### RECORDS TO PROCESS
§ §

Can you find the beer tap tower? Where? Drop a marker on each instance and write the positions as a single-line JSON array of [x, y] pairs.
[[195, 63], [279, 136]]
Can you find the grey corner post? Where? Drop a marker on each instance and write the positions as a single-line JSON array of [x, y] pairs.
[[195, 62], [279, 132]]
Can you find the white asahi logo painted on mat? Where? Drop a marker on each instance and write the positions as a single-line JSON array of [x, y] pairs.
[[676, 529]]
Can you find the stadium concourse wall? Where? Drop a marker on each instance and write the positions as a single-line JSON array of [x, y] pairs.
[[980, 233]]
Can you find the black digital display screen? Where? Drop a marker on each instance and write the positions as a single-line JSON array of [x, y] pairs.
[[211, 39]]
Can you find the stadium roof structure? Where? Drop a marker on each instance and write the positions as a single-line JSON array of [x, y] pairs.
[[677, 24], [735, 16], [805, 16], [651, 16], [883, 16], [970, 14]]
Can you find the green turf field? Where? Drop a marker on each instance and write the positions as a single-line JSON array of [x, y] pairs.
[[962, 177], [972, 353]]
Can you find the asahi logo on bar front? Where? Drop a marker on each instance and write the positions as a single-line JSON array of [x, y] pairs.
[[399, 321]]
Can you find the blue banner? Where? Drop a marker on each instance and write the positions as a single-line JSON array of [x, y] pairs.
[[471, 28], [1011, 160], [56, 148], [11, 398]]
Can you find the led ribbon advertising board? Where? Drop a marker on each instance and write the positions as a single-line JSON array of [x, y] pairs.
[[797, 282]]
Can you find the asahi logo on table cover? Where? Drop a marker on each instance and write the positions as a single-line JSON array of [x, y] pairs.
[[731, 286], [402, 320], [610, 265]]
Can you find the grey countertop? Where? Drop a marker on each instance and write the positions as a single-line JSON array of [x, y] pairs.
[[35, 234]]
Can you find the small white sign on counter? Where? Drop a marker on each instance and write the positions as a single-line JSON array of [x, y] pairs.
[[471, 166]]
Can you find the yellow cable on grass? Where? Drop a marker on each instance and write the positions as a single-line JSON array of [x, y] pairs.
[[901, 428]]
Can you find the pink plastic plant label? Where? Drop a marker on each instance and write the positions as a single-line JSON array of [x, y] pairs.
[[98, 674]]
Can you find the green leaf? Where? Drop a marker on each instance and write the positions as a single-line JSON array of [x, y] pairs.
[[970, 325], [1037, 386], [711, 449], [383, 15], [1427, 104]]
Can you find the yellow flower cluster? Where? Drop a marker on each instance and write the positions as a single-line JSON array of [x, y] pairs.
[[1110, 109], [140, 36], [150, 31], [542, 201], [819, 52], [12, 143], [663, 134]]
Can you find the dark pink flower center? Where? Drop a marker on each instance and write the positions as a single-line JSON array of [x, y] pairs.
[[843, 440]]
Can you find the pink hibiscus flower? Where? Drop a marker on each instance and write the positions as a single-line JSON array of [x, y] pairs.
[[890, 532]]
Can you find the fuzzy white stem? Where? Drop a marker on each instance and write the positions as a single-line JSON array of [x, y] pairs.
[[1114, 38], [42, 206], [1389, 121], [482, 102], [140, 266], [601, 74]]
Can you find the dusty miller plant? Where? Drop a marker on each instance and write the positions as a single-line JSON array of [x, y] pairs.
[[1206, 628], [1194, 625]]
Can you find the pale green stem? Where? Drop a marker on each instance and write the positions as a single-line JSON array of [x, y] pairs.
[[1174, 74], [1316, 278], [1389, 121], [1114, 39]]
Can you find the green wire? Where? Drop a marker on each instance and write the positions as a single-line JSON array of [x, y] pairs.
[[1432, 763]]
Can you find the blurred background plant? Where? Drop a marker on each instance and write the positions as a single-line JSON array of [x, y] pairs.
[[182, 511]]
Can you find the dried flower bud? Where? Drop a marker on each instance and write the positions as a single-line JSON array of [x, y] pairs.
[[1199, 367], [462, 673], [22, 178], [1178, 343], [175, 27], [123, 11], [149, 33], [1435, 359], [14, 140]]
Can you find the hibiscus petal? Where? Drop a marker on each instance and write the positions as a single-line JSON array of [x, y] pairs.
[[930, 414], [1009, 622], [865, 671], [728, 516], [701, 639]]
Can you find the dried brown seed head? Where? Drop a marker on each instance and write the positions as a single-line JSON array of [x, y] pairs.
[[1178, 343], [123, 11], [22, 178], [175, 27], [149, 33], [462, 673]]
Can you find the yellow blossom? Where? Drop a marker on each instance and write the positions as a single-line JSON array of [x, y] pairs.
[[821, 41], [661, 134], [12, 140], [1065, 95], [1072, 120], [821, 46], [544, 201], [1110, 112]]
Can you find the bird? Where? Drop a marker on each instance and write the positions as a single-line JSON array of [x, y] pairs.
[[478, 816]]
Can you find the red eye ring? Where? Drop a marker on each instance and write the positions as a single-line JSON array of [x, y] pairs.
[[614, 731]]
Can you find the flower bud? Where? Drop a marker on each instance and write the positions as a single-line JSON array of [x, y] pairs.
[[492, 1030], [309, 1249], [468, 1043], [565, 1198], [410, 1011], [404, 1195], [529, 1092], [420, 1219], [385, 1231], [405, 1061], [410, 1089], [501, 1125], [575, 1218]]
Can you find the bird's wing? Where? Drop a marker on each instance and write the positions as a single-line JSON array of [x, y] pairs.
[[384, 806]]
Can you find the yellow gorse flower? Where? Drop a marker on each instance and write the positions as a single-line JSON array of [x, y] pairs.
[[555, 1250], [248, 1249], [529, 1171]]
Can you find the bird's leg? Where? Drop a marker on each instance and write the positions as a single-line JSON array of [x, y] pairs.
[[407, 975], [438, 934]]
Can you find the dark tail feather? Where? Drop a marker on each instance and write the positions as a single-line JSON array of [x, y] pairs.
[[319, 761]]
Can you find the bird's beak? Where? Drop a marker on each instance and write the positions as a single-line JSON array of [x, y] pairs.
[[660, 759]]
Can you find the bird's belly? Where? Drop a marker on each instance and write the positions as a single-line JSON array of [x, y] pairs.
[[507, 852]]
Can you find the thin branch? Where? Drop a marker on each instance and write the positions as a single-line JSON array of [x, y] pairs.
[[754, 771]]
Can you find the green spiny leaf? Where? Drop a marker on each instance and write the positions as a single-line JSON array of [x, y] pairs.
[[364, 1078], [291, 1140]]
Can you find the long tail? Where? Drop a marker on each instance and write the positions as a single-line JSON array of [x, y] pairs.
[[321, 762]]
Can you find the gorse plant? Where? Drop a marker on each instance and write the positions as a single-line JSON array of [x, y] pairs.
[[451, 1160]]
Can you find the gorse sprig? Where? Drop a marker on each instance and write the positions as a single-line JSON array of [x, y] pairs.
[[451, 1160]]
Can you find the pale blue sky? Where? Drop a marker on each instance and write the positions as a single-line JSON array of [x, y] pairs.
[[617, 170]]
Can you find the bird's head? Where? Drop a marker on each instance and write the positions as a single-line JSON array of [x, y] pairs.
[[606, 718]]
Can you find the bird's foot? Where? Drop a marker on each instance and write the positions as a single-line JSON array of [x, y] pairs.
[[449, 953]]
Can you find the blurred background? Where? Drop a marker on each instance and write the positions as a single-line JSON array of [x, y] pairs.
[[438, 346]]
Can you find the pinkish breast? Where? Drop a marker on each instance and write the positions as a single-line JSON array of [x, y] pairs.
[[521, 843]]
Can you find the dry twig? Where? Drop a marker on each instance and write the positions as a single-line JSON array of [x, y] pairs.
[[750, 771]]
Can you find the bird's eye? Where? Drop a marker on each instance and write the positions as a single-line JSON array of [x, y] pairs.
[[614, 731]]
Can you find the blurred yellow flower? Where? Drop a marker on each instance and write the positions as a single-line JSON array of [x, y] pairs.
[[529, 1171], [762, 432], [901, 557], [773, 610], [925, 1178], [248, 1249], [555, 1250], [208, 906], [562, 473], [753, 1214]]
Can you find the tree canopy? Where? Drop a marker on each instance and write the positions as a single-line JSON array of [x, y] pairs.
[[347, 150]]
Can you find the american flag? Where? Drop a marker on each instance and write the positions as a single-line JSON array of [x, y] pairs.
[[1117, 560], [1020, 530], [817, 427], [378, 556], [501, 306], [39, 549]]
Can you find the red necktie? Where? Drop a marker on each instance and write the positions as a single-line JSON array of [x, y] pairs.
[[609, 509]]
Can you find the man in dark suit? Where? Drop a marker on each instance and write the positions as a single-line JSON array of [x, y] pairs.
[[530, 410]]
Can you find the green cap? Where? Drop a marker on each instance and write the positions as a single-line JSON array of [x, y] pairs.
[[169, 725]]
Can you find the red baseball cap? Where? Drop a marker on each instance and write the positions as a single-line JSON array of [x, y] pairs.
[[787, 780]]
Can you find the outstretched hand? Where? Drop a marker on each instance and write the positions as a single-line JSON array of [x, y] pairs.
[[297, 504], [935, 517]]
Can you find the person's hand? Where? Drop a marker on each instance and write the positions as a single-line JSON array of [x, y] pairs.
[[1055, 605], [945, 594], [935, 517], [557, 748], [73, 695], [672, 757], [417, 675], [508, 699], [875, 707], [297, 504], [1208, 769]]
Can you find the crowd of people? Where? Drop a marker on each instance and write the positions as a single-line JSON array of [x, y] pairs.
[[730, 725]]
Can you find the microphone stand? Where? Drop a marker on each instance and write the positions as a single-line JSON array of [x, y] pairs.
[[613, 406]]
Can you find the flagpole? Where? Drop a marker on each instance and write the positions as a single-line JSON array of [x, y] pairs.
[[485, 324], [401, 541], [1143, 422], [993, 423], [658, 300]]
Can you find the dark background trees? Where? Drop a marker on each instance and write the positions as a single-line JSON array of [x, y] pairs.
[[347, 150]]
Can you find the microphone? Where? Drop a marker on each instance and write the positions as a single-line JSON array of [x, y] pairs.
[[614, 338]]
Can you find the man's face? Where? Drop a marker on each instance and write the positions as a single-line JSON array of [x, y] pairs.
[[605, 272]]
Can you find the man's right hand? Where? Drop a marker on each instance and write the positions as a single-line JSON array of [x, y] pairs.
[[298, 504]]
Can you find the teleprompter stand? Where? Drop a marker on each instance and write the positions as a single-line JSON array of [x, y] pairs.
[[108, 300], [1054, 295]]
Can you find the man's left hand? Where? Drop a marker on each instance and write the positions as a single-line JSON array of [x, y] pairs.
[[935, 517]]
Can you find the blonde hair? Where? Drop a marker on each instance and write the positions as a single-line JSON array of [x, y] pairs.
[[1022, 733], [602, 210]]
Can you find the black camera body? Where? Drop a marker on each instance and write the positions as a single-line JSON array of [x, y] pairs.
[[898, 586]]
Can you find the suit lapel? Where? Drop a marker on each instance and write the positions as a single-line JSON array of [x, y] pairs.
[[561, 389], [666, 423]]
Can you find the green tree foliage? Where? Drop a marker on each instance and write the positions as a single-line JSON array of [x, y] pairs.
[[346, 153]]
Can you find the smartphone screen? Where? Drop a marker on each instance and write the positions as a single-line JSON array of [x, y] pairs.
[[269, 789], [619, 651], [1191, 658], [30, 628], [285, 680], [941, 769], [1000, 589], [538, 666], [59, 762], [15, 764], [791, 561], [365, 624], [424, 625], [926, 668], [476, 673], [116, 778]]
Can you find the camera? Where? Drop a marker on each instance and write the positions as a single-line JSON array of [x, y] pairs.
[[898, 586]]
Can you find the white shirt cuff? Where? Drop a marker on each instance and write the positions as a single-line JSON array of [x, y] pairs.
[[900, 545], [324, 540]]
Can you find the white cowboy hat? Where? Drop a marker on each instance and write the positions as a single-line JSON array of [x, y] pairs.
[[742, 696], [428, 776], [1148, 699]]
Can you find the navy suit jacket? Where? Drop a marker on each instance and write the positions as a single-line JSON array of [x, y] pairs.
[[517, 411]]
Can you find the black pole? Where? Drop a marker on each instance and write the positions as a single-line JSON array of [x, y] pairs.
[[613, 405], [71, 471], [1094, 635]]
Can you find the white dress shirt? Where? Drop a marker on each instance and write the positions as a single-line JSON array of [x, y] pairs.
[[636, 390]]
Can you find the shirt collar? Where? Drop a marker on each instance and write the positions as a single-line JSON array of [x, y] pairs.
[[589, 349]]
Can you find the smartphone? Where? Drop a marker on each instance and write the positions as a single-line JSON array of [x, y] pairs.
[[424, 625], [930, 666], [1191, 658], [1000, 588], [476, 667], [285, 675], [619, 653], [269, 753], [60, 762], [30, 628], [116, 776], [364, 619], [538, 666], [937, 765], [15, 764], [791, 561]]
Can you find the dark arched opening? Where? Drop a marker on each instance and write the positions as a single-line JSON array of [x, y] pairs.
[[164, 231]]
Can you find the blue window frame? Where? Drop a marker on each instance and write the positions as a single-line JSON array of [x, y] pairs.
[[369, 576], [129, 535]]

§ §

### PROMPT
Retype every line of the listing verbatim, from the line containing "Can you find the bird's beak?" down to the line containing "[[617, 170]]", including both of those lines.

### CORRECT OUTPUT
Can you find the bird's beak? Where? Drop a marker on each instance and write the positions as a single-line JSON array of [x, y] pairs.
[[660, 759]]
Can you find the bird's belly? Where? Drop a marker on each instance and write the positions as a single-line JSON array of [x, y] pairs.
[[507, 852]]
Can you find the thin branch? Where? Drop a marker on each instance and write the positions as a single-line JSON array of [x, y] pairs.
[[754, 771]]
Can you find the green spiny leaf? Where? Drop a marker on each instance and write the positions as a single-line JSON array of [x, y] pairs.
[[364, 1078], [291, 1140]]
Can you find the long tail? Where? Drop a marker on each instance and write the positions as a single-line JSON array of [x, y] pairs.
[[321, 762]]
Can you find the gorse plant? Where? Drop a marker on each instance and write the positions as a single-line JSON array of [x, y] pairs.
[[451, 1160]]
Can you find the gorse sprig? Where? Drop a marker on each instance and write the positions as a single-line JSON array of [x, y] pairs.
[[451, 1160]]
Can you find the pale blue sky? Where? Drop a marker on each instance and write the positions as a single-line JSON array of [x, y] pairs.
[[617, 170]]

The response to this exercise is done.